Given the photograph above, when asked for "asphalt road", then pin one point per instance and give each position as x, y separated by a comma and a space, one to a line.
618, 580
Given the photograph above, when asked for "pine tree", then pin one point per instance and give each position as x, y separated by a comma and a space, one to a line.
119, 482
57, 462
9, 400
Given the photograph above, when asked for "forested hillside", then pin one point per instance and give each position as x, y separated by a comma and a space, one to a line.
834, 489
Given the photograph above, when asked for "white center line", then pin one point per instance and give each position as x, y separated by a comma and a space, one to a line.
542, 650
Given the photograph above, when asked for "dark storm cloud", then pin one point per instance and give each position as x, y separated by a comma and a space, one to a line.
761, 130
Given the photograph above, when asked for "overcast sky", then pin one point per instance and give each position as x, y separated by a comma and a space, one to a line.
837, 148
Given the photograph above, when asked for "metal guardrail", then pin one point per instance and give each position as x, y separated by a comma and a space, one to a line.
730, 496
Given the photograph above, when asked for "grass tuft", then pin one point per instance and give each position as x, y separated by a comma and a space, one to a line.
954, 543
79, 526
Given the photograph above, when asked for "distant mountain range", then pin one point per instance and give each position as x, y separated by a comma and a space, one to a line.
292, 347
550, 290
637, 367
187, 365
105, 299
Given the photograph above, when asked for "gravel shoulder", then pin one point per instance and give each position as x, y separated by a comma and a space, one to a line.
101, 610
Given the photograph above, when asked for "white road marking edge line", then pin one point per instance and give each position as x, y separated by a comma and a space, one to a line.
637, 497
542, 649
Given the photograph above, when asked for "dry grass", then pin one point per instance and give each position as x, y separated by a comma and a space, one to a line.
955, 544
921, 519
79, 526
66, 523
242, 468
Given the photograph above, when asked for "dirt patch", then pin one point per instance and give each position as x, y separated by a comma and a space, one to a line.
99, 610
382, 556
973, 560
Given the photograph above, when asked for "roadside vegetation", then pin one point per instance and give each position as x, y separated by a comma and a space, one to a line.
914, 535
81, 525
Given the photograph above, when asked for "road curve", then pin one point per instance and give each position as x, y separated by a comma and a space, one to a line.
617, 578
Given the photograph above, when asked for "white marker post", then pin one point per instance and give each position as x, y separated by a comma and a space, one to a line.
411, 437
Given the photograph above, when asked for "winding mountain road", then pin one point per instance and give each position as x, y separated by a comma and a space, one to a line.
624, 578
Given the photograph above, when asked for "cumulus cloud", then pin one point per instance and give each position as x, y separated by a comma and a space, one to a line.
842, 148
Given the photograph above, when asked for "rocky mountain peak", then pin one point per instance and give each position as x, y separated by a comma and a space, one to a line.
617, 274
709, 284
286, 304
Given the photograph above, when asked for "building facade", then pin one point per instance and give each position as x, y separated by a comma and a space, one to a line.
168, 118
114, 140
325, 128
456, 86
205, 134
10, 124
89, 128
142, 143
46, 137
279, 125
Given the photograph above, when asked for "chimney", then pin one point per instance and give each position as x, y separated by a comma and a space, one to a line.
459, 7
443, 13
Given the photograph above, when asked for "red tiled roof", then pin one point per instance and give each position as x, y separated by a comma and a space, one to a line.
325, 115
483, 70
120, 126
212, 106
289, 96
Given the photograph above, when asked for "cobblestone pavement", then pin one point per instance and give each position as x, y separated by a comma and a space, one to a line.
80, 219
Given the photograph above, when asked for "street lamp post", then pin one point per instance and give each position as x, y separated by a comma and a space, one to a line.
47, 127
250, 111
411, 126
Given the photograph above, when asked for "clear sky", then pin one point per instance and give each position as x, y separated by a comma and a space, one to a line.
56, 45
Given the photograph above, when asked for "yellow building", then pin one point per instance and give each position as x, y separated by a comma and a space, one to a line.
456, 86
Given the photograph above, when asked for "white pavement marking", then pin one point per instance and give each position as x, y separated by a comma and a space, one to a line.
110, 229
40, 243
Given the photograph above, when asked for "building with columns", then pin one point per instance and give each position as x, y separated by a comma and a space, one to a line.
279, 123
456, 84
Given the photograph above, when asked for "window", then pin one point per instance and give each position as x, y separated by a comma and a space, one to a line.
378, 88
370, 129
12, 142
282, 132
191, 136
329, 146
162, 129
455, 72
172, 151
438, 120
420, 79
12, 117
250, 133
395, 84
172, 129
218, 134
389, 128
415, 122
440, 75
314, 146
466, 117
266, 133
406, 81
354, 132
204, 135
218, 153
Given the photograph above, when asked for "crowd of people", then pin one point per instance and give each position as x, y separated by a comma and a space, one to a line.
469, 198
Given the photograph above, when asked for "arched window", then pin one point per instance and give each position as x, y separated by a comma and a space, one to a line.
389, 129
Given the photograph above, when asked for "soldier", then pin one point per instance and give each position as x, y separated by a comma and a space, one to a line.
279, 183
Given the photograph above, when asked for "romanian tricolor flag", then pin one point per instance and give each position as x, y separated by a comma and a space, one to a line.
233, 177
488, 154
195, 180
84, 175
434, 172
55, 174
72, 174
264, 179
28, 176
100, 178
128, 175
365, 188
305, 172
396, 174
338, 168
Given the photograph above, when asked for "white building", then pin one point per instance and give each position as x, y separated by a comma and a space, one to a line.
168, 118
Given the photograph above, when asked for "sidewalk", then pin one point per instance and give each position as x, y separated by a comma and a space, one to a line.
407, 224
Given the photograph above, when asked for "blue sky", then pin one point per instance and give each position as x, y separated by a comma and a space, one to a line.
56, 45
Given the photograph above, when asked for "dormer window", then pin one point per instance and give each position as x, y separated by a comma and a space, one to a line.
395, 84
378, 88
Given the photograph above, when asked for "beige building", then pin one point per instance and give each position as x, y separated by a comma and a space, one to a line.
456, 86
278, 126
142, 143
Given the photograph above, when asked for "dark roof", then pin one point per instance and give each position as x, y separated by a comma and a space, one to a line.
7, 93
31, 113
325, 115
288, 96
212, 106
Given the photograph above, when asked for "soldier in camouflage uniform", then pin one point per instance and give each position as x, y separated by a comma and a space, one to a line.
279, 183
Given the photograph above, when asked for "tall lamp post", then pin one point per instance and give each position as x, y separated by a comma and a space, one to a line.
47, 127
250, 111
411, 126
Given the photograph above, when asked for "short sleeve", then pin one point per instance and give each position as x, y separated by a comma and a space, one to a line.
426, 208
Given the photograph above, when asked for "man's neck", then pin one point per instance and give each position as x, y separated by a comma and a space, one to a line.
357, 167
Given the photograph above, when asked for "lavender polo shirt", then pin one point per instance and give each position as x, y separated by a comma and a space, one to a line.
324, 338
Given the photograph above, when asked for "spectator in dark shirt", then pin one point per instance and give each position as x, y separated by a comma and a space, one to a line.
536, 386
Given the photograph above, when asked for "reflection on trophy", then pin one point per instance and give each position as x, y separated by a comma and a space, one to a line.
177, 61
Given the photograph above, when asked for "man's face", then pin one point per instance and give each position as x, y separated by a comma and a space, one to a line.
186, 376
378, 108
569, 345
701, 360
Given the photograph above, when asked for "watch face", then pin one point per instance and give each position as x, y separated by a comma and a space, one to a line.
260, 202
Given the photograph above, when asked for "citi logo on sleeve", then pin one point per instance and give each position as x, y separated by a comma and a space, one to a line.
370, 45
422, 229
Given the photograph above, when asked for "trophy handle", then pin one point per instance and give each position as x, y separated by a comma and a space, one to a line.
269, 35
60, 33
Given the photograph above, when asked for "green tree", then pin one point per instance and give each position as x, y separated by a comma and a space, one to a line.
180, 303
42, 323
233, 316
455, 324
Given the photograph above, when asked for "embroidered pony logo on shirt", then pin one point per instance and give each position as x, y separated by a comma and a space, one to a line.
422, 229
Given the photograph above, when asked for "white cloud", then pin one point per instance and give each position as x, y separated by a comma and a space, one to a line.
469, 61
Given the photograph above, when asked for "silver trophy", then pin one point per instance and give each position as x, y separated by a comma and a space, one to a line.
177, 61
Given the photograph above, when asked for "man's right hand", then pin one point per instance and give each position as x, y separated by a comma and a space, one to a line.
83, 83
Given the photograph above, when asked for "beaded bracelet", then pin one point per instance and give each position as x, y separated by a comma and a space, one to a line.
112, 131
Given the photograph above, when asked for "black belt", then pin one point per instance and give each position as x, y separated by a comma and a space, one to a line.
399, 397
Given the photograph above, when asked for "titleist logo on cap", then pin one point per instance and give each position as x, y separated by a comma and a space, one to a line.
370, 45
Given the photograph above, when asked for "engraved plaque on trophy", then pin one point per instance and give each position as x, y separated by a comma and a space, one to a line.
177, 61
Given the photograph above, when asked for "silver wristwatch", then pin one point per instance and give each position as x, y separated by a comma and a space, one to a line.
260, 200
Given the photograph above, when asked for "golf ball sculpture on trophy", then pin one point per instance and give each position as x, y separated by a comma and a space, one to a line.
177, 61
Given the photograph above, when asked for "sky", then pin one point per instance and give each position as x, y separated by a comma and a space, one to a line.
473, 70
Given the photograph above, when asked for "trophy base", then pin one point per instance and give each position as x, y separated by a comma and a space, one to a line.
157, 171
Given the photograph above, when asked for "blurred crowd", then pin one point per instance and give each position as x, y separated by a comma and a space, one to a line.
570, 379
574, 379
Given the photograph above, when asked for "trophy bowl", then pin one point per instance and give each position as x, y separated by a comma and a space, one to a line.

● Problem to solve:
Report each row above that contains the string "soldier", copying the full row, and count a match only when the case agrees.

● Task response:
Given the photograph above, when asked for "soldier", then pin one point per instance and give each position as x, y separated by a comma and a space, one to a line.
Given the photograph above, when asked for "soldier in camouflage uniform", then pin one point per instance and give each position as x, y separated by a comma and a space, one to a line.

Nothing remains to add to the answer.